Task details: Your task is to return the span of lines beginning at the one with "necklace -> mask for every instance" and ending at the last line of the data, exactly as it stands.
BEGIN Extracted data
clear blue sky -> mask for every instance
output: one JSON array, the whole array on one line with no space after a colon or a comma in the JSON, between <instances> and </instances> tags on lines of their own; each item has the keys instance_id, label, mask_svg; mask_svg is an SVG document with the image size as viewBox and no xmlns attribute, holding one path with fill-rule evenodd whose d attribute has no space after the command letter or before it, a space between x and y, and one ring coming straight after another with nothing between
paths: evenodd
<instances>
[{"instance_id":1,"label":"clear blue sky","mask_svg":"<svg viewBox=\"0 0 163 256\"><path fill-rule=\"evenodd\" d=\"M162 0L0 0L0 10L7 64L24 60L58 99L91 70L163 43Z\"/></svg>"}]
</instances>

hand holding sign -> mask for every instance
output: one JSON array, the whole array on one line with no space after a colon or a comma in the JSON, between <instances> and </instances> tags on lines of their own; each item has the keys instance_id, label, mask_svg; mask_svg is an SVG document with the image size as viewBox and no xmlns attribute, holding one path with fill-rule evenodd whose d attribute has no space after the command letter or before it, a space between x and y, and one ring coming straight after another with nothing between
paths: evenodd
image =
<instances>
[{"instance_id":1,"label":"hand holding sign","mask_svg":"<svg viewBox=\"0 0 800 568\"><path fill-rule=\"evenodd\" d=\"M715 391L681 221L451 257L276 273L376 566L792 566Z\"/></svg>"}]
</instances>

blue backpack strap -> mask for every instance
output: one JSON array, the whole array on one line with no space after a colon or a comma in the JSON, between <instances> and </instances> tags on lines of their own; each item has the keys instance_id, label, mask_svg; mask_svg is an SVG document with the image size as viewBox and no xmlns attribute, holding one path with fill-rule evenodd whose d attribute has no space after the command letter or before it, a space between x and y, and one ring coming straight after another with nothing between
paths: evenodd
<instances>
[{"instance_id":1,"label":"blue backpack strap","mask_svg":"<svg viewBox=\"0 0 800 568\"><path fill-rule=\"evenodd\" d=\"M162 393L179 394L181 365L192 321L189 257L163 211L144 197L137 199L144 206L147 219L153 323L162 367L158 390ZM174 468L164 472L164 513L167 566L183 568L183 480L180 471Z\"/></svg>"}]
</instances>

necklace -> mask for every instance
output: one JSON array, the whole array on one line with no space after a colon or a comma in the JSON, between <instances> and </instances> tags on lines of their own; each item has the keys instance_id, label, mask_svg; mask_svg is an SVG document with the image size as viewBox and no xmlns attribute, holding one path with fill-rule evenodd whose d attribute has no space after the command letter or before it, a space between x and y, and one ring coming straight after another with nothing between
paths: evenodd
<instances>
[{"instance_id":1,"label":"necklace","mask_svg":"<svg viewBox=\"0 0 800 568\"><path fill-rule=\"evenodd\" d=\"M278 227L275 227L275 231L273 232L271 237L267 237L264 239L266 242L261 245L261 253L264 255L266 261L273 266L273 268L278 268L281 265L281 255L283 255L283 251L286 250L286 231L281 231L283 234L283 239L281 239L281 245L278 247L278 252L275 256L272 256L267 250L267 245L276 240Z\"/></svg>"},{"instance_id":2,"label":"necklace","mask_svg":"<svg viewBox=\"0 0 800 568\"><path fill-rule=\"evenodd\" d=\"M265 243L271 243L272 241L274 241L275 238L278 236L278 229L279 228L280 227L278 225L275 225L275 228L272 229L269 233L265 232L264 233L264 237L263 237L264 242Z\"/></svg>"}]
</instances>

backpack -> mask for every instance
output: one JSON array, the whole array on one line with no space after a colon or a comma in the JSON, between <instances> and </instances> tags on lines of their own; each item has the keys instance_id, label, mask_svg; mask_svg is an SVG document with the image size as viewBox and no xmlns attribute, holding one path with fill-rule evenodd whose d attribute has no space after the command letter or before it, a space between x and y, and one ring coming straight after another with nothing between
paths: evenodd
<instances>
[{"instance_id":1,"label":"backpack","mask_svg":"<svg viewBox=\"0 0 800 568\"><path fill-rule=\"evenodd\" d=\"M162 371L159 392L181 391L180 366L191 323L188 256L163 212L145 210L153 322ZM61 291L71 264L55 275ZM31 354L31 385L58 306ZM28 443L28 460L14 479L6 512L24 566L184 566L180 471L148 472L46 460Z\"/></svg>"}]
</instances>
END Extracted data
Result of this exercise:
necklace -> mask for every instance
output: one JSON array, the whole array on one line with no space after a colon or a comma in the JSON, between <instances> and </instances> tags on lines of their own; each item has the keys instance_id, label, mask_svg; mask_svg is an SVG document with the image size as viewBox and no xmlns attribute, holding one path with fill-rule evenodd whose d attribute has no space after the command letter or before it, a space between x and y, and one ring coming straight after another with nothing between
paths: evenodd
<instances>
[{"instance_id":1,"label":"necklace","mask_svg":"<svg viewBox=\"0 0 800 568\"><path fill-rule=\"evenodd\" d=\"M278 227L275 227L275 231L273 232L271 237L267 237L264 239L266 242L261 245L261 253L264 255L266 261L273 266L273 268L278 268L281 265L281 255L283 255L283 251L286 250L286 231L281 231L283 234L283 239L281 239L281 245L278 247L278 252L275 256L272 256L267 250L267 245L276 240Z\"/></svg>"},{"instance_id":2,"label":"necklace","mask_svg":"<svg viewBox=\"0 0 800 568\"><path fill-rule=\"evenodd\" d=\"M265 243L271 243L272 241L274 241L275 238L278 236L278 229L279 228L280 227L278 225L275 225L275 228L272 229L269 233L265 232L264 233L264 237L263 237L264 242Z\"/></svg>"}]
</instances>

backpack -> mask for every instance
output: one JSON array, the whole array on one line with no space after a colon or a comma in the JSON, between <instances> and </instances> tags on lines of their own; each item has the keys instance_id, label, mask_svg; mask_svg is an SVG document with the image size as viewBox and no xmlns attribute, holding one path with fill-rule evenodd whose d attribute has no space after the command letter or before it, a space between x and y, and one ring coming straight after another with nothing between
paths: evenodd
<instances>
[{"instance_id":1,"label":"backpack","mask_svg":"<svg viewBox=\"0 0 800 568\"><path fill-rule=\"evenodd\" d=\"M162 371L159 392L181 391L180 366L191 323L188 256L163 212L145 210L153 322ZM61 291L71 264L55 275ZM31 354L31 385L58 306ZM28 443L28 460L14 479L6 512L24 566L184 566L180 471L148 472L46 460Z\"/></svg>"}]
</instances>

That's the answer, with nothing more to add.